Rotary hears of services offered at Charity Hospice

STEUBENVILLE – Charity Hospice was discussed during Friday’s city Rotary meeting at the city YWCA.

Cathy Cich, founder and chief innovation officer, told Rotary the non-profit health provider, founded in 2004, in Wintersville’s function was to help those in the final stages of their lives.

“It’s for those with a life expectancy of six months or less,” said Cich, adding the hospice lately has been seeing many residents coming to the facility “late in the game. Half my life has been in hospice. There’s nothing I’d rather do. Hospice isn’t really about death – it’s about life.”

Cich said she enjoyed hospice care, and “It’s a critical time in life. They say if you want to learn about life, work with the dying.”

Many people and even some physicians are reluctant to turn their loved ones over to a hospice because it implies their lives are over, said Cich. She added it’s usually very difficult to take some one dying in their home.

“I don’t know how people do it by themselves,” said Cich, who used her mother’s death as an example. “Hospice care makes this journey much easier.”

Cich also said those in a hospice are allowed to be mobile, if they are able.

“They can be out and about – they don’t have to be homebound,” she said.

Hospice care sometimes includes letting the disease progress on its own, depending on the wishes of the patient and family. She said the hospice has been working with local hospitals to attempt to get some into hospice care rather than staying in the hospital.

“With hospice services (patients) can stay out of the hospital,” said Cich.

Hospice services also are paid for by Medicare, so “families aren’t getting a lot of bills.”

Hospice care also involves pain management, while Medicare pays for hospice care on a day-to-day basis, said Cich.

“A lot of people are in pain because they can’t afford their pain medication,” said Cich, adding Medicare pays for all medications, medical supplies, wheelchairs, walkers and any other medical devices a patient may require.

“We also have volunteers,” she said, adding the hospice also provides bereavement care for the families of someone who has died for up to 13 months.

“Our area is huge for cancer,” said Cich, adding other diseases are a by product of the aging process. “But we’re also seeing a lot of young people dying of disease.”

Cich said the hospice’s annual spaghetti dinner fundraiser is set for 1 p.m. to 5 p.m. May 18 at the Triumph of the Cross auditorium.
━━━━━━━━━━━━━━━━━━━━
What is required: Write out, word for word, the stretch of the Charity Hospice article above from "Hospice services also" through "the Cross auditorium.".

Record extracts:
━━━━━━━━━━━━━━━━━━━━
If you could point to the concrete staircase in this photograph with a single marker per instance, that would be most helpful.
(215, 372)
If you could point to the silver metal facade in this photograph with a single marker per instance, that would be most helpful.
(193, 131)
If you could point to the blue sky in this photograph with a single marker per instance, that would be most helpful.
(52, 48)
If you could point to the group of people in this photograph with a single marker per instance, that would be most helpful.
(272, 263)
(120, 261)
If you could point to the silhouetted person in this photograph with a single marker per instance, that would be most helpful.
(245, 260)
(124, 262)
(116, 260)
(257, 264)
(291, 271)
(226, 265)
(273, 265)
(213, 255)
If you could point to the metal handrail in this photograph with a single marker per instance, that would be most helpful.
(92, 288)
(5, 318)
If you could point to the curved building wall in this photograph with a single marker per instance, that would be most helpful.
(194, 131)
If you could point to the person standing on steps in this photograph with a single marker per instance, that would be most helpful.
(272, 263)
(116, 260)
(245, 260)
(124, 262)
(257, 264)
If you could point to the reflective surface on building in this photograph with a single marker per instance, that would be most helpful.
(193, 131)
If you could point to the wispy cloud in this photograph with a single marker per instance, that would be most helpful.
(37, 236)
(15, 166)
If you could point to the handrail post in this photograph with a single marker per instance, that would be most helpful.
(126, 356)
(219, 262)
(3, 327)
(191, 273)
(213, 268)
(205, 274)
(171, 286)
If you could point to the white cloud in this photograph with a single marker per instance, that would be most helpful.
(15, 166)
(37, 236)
━━━━━━━━━━━━━━━━━━━━
Task result:
Hospice services also are paid for by Medicare, so “families aren’t getting a lot of bills.”

Hospice care also involves pain management, while Medicare pays for hospice care on a day-to-day basis, said Cich.

“A lot of people are in pain because they can’t afford their pain medication,” said Cich, adding Medicare pays for all medications, medical supplies, wheelchairs, walkers and any other medical devices a patient may require.

“We also have volunteers,” she said, adding the hospice also provides bereavement care for the families of someone who has died for up to 13 months.

“Our area is huge for cancer,” said Cich, adding other diseases are a by product of the aging process. “But we’re also seeing a lot of young people dying of disease.”

Cich said the hospice’s annual spaghetti dinner fundraiser is set for 1 p.m. to 5 p.m. May 18 at the Triumph of the Cross auditorium.